* **Region annotation entries**:
────────

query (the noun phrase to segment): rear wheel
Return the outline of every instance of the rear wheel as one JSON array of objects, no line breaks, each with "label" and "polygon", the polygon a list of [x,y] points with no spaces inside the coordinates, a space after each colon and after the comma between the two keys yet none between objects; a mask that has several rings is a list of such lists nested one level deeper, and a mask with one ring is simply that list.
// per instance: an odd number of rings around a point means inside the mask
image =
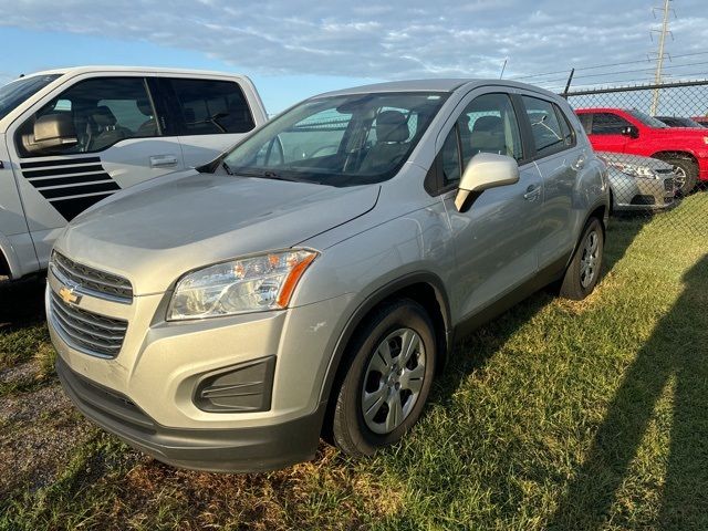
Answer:
[{"label": "rear wheel", "polygon": [[600,279],[604,240],[602,223],[597,218],[591,218],[565,270],[561,296],[580,301],[593,292]]},{"label": "rear wheel", "polygon": [[400,440],[423,412],[435,374],[434,327],[423,306],[402,299],[372,315],[350,352],[332,436],[344,452],[371,456]]}]

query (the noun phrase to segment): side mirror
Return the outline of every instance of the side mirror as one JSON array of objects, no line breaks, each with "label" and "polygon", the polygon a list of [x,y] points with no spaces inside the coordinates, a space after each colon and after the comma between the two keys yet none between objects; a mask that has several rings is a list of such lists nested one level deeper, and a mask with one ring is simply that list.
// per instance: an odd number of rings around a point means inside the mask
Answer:
[{"label": "side mirror", "polygon": [[69,113],[46,114],[34,122],[31,140],[25,142],[28,152],[56,152],[77,144],[74,121]]},{"label": "side mirror", "polygon": [[480,153],[467,165],[455,198],[455,207],[464,211],[470,197],[498,186],[519,183],[519,165],[506,155]]}]

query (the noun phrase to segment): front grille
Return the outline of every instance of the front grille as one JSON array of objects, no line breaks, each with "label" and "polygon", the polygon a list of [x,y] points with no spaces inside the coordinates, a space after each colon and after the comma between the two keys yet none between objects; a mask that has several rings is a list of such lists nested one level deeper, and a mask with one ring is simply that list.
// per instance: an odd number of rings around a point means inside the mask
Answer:
[{"label": "front grille", "polygon": [[106,317],[69,304],[52,290],[50,319],[69,346],[98,357],[117,356],[128,327],[127,321]]},{"label": "front grille", "polygon": [[56,251],[51,267],[60,281],[76,285],[77,291],[126,304],[133,301],[133,285],[123,277],[76,263]]},{"label": "front grille", "polygon": [[656,199],[654,196],[636,195],[632,198],[631,205],[655,205]]}]

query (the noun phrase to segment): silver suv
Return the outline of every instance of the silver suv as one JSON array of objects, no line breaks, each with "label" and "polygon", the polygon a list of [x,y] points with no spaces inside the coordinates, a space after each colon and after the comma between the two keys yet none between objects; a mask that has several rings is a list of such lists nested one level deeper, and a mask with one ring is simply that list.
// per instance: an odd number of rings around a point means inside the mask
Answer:
[{"label": "silver suv", "polygon": [[157,459],[355,456],[420,416],[455,339],[602,262],[605,167],[562,98],[428,80],[312,97],[76,217],[49,268],[76,406]]}]

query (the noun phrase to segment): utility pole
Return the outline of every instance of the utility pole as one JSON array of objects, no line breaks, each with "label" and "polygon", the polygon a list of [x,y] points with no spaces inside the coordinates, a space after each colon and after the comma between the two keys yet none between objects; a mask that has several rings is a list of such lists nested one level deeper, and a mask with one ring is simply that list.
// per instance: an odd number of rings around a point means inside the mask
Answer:
[{"label": "utility pole", "polygon": [[[662,30],[659,31],[659,50],[656,56],[656,74],[654,76],[654,83],[656,85],[662,84],[662,73],[664,70],[664,56],[665,56],[665,49],[666,49],[666,35],[667,33],[670,33],[668,29],[669,12],[671,11],[671,8],[669,7],[670,1],[671,0],[664,0],[664,8],[660,9],[663,11],[663,17],[662,17],[663,21],[662,21]],[[654,94],[652,96],[652,112],[650,112],[652,116],[656,115],[658,106],[659,106],[659,88],[654,88]]]}]

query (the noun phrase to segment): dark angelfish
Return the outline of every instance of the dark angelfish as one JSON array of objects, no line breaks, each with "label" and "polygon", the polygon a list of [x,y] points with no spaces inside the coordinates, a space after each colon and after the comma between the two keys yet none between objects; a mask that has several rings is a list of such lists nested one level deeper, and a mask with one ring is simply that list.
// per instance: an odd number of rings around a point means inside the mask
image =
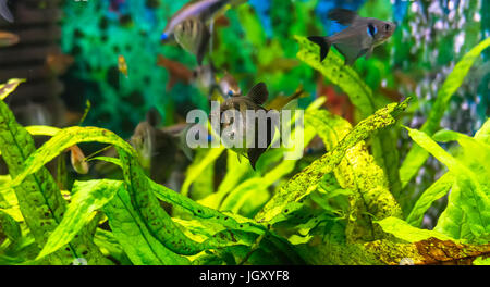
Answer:
[{"label": "dark angelfish", "polygon": [[[235,151],[236,153],[246,157],[253,169],[260,158],[260,155],[266,152],[270,144],[272,142],[272,138],[275,133],[275,124],[273,118],[271,117],[258,117],[254,121],[247,121],[247,111],[264,111],[265,114],[269,112],[266,110],[262,104],[267,101],[269,97],[269,92],[267,90],[267,86],[264,83],[259,83],[255,85],[250,91],[246,96],[231,97],[225,100],[219,109],[219,118],[220,118],[220,127],[222,133],[222,140],[232,140],[233,142],[229,142],[233,145],[235,140],[235,136],[241,137],[237,138],[237,141],[242,142],[242,147],[231,147],[230,149]],[[235,113],[240,113],[240,117],[229,118],[229,111],[233,111]],[[211,116],[218,116],[216,111],[211,113]],[[235,123],[235,120],[240,118],[241,123]],[[259,121],[266,121],[266,129],[265,134],[259,134]],[[248,138],[247,130],[252,132],[250,128],[254,128],[255,133],[253,134],[253,138]],[[252,133],[250,133],[252,134]],[[253,142],[253,146],[248,148],[247,142]],[[264,141],[265,140],[265,141]],[[260,145],[265,144],[265,145]]]},{"label": "dark angelfish", "polygon": [[13,22],[13,15],[9,10],[9,7],[7,5],[8,0],[0,0],[0,15],[8,22]]},{"label": "dark angelfish", "polygon": [[328,17],[348,27],[329,37],[311,36],[308,39],[320,46],[320,61],[333,45],[344,55],[346,65],[354,64],[363,55],[368,59],[375,47],[387,41],[396,28],[392,22],[360,17],[346,9],[333,9]]},{"label": "dark angelfish", "polygon": [[211,34],[208,27],[197,17],[189,17],[175,26],[175,41],[187,52],[196,57],[201,65]]}]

────────

Pictures aside, set down the lines from the one containing "query (the noun phrase to segment): dark" through the end of the records above, exactly and only those.

* **Solution for this exercise**:
query (the noun phrase to segment): dark angelfish
Return the outline of every instance of the dark angelfish as one JSON array of objects, no line breaks, each with "label" and "polygon", the polygon a list of [x,y] points with no spaces inside the coordinates, a space after each colon and after the comma between the two keys yet none between objects; a mask that has several rings is a list of such lists nested one level deeper, and a mask with one ring is simply that list.
// per instance: an odd number of rings around a point means inside the mask
image =
Answer:
[{"label": "dark angelfish", "polygon": [[[235,151],[236,153],[246,157],[253,169],[260,158],[260,155],[266,152],[270,144],[272,142],[272,138],[275,133],[275,124],[273,118],[271,117],[258,117],[254,121],[247,121],[247,111],[264,111],[265,114],[269,112],[266,110],[262,104],[267,101],[269,97],[269,92],[267,90],[267,86],[264,83],[259,83],[255,85],[250,91],[246,96],[231,97],[225,100],[219,109],[219,118],[220,118],[220,127],[222,133],[222,140],[232,140],[233,142],[229,142],[233,145],[235,140],[235,136],[241,137],[237,138],[237,141],[242,142],[242,147],[231,147],[230,149]],[[235,113],[240,113],[240,117],[229,118],[229,111],[233,111]],[[211,116],[218,116],[216,111],[211,113]],[[235,123],[235,120],[240,118],[241,123]],[[259,121],[266,121],[266,129],[265,134],[259,134]],[[248,138],[247,130],[252,132],[250,128],[254,128],[255,133],[253,134],[253,138]],[[252,133],[250,133],[252,134]],[[253,142],[253,146],[248,148],[247,142]],[[264,141],[265,140],[265,141]],[[260,145],[265,144],[265,145]]]},{"label": "dark angelfish", "polygon": [[13,22],[13,15],[9,10],[9,7],[7,5],[8,0],[0,0],[0,15],[8,22]]},{"label": "dark angelfish", "polygon": [[328,17],[348,27],[329,37],[311,36],[308,39],[320,46],[320,61],[333,45],[344,55],[346,65],[354,64],[363,55],[368,59],[375,47],[387,41],[396,28],[392,22],[360,17],[346,9],[333,9]]},{"label": "dark angelfish", "polygon": [[211,34],[208,27],[197,17],[189,17],[175,26],[175,41],[187,52],[196,57],[201,65]]}]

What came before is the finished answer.